-- REQUIRED WORK --
**a)** Answer these questions using the movie review.
(i) What crime did Steve McQueen organize in the 1968 version?
(ii) What does Brosnan walk out of the museum with?
(iii) Which actor plays the insurance investigator?
**b)** Write the next part of the movie review, picking up after its final sentence.

-- SOURCE TEXT --
• • • • •
The plot of the original movie has been given a total makeover. Whereas in the original 1968 version, Steve McQueen organised a $2 million bank robbery, in a very 60's blow against the system, Brosnan pulls off an art robbery single handed, walking out a museum with a Monet painting worth fifty times the amount. However, the essence of the original movie has been retained, and revolves around a tough-nosed female insurance investigator conducting an ambiguous love affair (Rene Russo) with millionaire playboy Thomas Crown (Pierce Brosnan), whilst at the same time trying to trap her seemingly uncatchable quarry.
• • • • •
-- RECORD EXTRACTS --
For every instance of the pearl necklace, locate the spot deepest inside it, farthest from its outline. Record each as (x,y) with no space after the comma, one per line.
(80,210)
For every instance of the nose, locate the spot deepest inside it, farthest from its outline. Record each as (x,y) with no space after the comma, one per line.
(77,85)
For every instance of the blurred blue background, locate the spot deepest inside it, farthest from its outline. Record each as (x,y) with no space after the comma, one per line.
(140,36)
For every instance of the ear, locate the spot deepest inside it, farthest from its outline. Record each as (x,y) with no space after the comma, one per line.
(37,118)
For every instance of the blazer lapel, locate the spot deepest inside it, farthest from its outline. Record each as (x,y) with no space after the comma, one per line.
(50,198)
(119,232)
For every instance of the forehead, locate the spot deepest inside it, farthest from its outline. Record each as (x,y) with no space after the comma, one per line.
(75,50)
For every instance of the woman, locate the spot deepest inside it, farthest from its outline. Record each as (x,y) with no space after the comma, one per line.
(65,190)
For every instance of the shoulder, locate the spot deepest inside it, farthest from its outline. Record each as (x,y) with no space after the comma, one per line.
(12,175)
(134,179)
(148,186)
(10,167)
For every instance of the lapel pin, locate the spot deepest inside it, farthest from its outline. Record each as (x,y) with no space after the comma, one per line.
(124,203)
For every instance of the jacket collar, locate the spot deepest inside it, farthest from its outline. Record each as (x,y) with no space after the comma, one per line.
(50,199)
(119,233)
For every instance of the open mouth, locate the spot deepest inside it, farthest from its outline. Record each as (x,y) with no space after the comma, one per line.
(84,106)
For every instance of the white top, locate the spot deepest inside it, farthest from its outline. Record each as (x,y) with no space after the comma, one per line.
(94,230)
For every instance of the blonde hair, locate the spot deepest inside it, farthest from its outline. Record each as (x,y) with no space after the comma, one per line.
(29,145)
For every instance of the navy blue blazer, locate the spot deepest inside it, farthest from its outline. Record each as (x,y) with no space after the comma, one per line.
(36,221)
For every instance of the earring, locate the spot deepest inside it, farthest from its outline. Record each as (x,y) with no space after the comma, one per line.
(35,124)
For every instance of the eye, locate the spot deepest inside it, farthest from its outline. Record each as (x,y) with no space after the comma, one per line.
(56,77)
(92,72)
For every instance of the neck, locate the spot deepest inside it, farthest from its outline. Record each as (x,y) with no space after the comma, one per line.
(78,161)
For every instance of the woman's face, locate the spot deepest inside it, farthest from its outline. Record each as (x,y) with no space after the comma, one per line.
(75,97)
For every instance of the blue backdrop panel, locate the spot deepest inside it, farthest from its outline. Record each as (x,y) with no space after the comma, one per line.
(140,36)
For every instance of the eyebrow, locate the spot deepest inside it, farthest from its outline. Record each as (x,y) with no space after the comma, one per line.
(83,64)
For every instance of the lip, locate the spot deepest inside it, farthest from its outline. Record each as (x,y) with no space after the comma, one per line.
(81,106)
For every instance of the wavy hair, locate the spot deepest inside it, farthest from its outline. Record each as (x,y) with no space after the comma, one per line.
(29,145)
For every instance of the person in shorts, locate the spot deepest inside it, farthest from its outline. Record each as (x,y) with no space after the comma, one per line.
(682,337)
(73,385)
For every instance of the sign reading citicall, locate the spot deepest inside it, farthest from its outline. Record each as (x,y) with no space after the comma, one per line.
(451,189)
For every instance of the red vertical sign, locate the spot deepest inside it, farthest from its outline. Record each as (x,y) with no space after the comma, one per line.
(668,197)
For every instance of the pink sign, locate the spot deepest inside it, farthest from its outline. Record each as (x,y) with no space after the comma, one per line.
• • • • •
-- RESULTS OF THE EXERCISE --
**a)**
(i) A $2 million bank robbery.
(ii) A Monet painting worth fifty times that amount.
(iii) Rene Russo.

**b)**
Conceived as a star vehicle between Bond movies by Pierce Brosnan's very own Dreamtime Films as the perfect vehicle for his 007-buffed persona, the script underwent several rewrites, including ditching the script that later became the rival and disappointing Sean Connery/Catherine Zeta Jones movie 'Entrapment'. And whereas Steve McQueen was surprisingly entirely cast against type in the 1968 original, the role of rugged bored playboy Thomas Crown fits Brosnan to an absolute tee. It is also to Director John McTiernan and Pierce Brosnan's credit that (the then) 45 year old Russo was cast opposite Brosnan in the role originally made famous by Faye Dunaway, unlike the ridiculous and almost sickening pairing of Grandfather Sean Connery and the young enough to be his granddaughter Catherine Zeta Jones in rival production 'Entrapment'. Russo looks wonderful for her age and the sexual chemistry between her and Brosnan is excellent. As for John McTiernan (the top notch action Director behind such successful movies as Die Hard, Predator and The Hunt For Red October, Die Hard With A Vengeance) he doesn't try to copy the original in any way shape or form and thankfully avoids the split screen gimmickery of the original and instead replaces it with a much more glossy, snappy and modern style perfect for the movie.
All in all this is an excellent caper movie with plenty of twists and turns to keep you guessing and keep you happy. Well worth watching and well worth owning, this is one of the first titles I bought on DVD and if you haven't seen it, I highly recommend it.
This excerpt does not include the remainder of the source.